(REQUIRED TASK):
Continue the blog post below about budgeting after marriage and a new project, starting after its last sentence.

(SUPPLIED TEXT):
**********

March 25th, 2009 · mind over money

Hi everyone!  Poor “My Daily Dollars” certainly landed in the pile of ignored blogs.  I want to thank several people who’ve checked in recently to see what happened!

All is well with married life.  We’re currently working to merge our finances and create a five-year plan.  I still budget faithfully and am happy to report no new credit card debt.  Yay!  However, after gaining a dozen pounds while blogging, I had to tweak our grocery budget.  We now spend a little extra on fresh fruits and veggies.  I’m hoping the budget will go down once our local farmer’s market opens.

While I may update things over here once in a while, I wanted to announce that a new project is in the works!  As you can tell, my passion does not lie in personal finance.  Once I got our finances under control and beat back the credit card beast, I lost the motivation to keep writing about PF.  However, I loved blogging, especialy interacting with all the other PF bloggers and readers.

**********

(GIVEN DATA):

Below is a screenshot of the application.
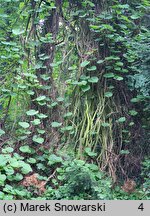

**********

(EXERCISE ANSWER):
After a lot of soul searching, I realized that I tend to flit from obsession to obsession.  There’s a laundry list of hobbies in my past; I love cooking; I had great fun blogging about our wedding.  However, it was tough to find a topic that I can sustain over the long haul for a new blog.

Finally, I realized that there has been ONE constant through all my interests: books!  As you remeber, I reviewed several personal finance books along my way here.  So, starting in May, you’ll be able to find me at a new site dedicated to book reviews.  I’ll update the URL here when I launch the site.  I hope you’ll want to follow me there as I expose each and every book I read.  Trust me, it will be an interesting journey!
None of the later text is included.